La existencia nueva que comienza desde ese momento permite asimismo vivir en modo tal que no es posible ya aceptar la vida tal como es, sin aceptar al mismo tiempo su problematicidad. Esta se convierte en nuestro elemento, en el aire que respiramos. Ya no podemos considerar nada como dado de una vez por todas, no podemos ya contar con nada -todo lo que con anterioridad consideramos como evidente, ya no lo es: todo lo que creíamos saber se transforma en prejuicio.

 

Estos son algunos aspectos, tomados grosso modo: el comportamiento que no cierra más los ojos frente a las experiencias negativas sino que elige el propio domicilio en su interior, la puesta en cuestión de lo que normalmente se considera evidente, la creación de una nueva posibilidad de vivir a partir de esta esfera abierta. Vivir no sobre tierra firme sino sobre un elemento móvil: vivir en el desarraigo. Se podrá objetar que esto que digo puede valer en relación a la filosofía, pero no puede aplicarse a todos los otros campos de la vida espiritual. Hablando de “vida espiritual” se piensa también en el arte y en la religión, es decir en la vida activa, vivida en el sacrificio, la abnegación y la responsabilidad; se piensa también en la fundación de instituciones sociales como el derecho, etcétera.

 

La objeción es fundada, pero en todas partes podemos trazar la misma línea de demarcación y distinguir por una parte la actividad descriptible desde el exterior, constatada como un hecho e integrada en el complejo de las relaciones fácticas y, al contrario, el modo de vida y la manera de actuar de hombres a través de los cuáles la problematicidad hace su entrada en este campo.
....................
▸ OBJETIVOS
• 1. Según el texto de lectura, ¿en qué se transforma todo lo que creíamos saber?
• 2. Transcribe del texto de lectura el pasaje que empieza con "Estos son algunos" y sigue hasta "el derecho, etcétera.".
El material que aparece a continuación es independiente del texto de lectura.

▸ MATERIAL DE PARTIDA
....................
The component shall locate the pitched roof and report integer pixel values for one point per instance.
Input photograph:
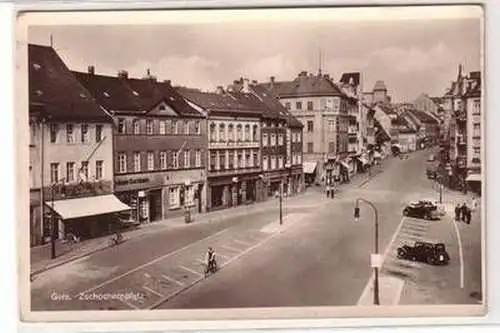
....................
▸ EJERCICIO RESUELTO
• 1. En prejuicio.

• 2.
Estos son algunos aspectos, tomados grosso modo: el comportamiento que no cierra más los ojos frente a las experiencias negativas sino que elige el propio domicilio en su interior, la puesta en cuestión de lo que normalmente se considera evidente, la creación de una nueva posibilidad de vivir a partir de esta esfera abierta. Vivir no sobre tierra firme sino sobre un elemento móvil: vivir en el desarraigo. Se podrá objetar que esto que digo puede valer en relación a la filosofía, pero no puede aplicarse a todos los otros campos de la vida espiritual. Hablando de “vida espiritual” se piensa también en el arte y en la religión, es decir en la vida activa, vivida en el sacrificio, la abnegación y la responsabilidad; se piensa también en la fundación de instituciones sociales como el derecho, etcétera.